--- Begin Provided text ---
To make a WHERE clause find inexact matches, add the pattern-matching operator LIKE. The LIKE operator uses the % (percent symbol) wild card to match zero or more characters, and the underscore ( _ ) wild card to match exactly one character. For example:

  • To select the First_Name and Nickname columns from the Friends table for rows in which the Nickname column contains the string "brain", use this statement: SELECT First_Name, Nickname FROM Friends WHERE Nickname LIKE '%brain%';

    The subsequent result set might look like:

    +------------+------------+ | First_Name | Nickname | +------------+------------+ | Ben | Brainiac | | Glen | Peabrain | | Steven | Nobrainer | +------------+------------+ 3 rows in set (0.03 sec)
  • To query the same table, retrieving all columns for rows in which the First_Name column's value begins with any letter and ends with "en", use this statement: SELECT * FROM Friends WHERE First_Name LIKE '_en';

    The result set might look like:

    +------------+------------+-----------+ | First_Name | Last_Name | Nickname | +------------+------------+-----------+ | Ben | Smith | Brainiac | | Jen | Peters | Sweetpea | +------------+------------+-----------+ 2 rows in set (0.03 sec)
--- End Provided text ---
--- Begin Extracted records ---
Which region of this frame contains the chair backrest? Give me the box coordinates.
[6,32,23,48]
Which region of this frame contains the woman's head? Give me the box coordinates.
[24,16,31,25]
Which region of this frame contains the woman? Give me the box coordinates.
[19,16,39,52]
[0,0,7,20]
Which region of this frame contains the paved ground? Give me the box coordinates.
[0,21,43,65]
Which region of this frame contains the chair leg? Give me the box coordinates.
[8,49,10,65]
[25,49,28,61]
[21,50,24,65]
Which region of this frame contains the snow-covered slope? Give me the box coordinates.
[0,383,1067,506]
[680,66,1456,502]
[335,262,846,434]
--- End Extracted records ---
--- Begin Extracted records ---
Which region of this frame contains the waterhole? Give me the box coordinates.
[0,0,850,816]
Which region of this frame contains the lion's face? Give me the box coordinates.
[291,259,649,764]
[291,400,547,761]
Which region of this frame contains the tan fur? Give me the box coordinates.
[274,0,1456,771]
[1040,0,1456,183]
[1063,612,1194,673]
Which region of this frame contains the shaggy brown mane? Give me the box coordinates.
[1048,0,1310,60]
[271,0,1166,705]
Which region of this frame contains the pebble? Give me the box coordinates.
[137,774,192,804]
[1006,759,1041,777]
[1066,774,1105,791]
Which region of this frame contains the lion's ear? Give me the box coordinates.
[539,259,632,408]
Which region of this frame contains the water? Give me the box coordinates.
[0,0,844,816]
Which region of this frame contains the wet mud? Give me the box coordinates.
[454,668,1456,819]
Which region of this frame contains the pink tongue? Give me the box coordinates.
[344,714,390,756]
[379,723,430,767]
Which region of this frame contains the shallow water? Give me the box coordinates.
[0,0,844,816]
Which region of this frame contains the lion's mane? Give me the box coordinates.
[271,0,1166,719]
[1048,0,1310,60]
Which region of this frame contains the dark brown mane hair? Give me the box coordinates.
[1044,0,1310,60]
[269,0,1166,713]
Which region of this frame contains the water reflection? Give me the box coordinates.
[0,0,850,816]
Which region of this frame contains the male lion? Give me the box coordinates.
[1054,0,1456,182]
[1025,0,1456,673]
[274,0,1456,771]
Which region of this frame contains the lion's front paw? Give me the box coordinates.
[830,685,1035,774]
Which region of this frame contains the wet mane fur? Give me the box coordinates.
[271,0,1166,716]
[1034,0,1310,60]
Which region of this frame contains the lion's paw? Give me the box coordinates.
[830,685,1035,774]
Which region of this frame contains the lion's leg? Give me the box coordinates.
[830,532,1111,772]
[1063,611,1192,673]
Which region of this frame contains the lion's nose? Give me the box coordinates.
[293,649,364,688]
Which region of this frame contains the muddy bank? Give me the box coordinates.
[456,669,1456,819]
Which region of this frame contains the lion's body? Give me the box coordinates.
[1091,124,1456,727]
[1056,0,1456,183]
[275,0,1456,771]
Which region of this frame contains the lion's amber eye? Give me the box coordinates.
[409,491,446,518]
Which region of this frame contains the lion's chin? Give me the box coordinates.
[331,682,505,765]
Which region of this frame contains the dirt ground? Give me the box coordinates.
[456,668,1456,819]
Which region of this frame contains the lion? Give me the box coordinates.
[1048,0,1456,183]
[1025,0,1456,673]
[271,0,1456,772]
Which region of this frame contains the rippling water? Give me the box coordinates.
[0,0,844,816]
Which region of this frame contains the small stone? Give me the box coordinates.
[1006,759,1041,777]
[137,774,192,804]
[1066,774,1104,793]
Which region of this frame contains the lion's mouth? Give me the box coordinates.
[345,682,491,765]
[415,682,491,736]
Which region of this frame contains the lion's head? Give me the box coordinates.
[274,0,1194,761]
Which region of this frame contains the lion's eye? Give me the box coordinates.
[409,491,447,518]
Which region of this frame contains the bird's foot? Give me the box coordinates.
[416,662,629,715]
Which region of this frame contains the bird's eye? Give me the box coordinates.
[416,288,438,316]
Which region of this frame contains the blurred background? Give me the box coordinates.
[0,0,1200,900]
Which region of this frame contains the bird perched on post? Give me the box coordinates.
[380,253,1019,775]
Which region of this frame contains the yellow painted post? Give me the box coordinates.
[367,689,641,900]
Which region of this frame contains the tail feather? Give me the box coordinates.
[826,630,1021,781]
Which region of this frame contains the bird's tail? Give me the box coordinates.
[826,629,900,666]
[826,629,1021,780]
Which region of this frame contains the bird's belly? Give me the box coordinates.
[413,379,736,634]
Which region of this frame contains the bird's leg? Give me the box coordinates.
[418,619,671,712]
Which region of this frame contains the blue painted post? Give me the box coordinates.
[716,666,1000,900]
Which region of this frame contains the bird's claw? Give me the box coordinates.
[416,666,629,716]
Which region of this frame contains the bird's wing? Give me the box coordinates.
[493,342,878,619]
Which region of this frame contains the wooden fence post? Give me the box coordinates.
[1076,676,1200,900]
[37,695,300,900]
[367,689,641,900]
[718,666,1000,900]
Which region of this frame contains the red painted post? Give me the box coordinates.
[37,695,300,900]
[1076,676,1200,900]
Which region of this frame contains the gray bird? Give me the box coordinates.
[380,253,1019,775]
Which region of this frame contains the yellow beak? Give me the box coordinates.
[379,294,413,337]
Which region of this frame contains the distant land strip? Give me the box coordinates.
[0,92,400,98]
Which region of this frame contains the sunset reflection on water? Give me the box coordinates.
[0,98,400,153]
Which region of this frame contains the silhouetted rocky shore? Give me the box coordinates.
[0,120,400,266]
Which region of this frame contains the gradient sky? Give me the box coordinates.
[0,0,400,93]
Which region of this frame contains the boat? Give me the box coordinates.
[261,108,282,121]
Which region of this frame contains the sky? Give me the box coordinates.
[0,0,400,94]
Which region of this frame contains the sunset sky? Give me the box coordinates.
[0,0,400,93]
--- End Extracted records ---
The tasks
(1) List every distinct nickname that appears in the result sets shown in the LIKE operator text.
(2) Please update the passage of the LIKE operator text that opens with the words containing "The result set" and closes with "2 rows in set (0.03 sec)", replacing "Peters" with "Parker".
These records have no connection to the LIKE operator text.

Responses
(1) Brainiac, Peabrain, Nobrainer, Sweetpea

(2)
The result set might look like:

    +------------+------------+-----------+ | First_Name | Last_Name | Nickname | +------------+------------+-----------+ | Ben | Smith | Brainiac | | Jen | Parker | Sweetpea | +------------+------------+-----------+ 2 rows in set (0.03 sec)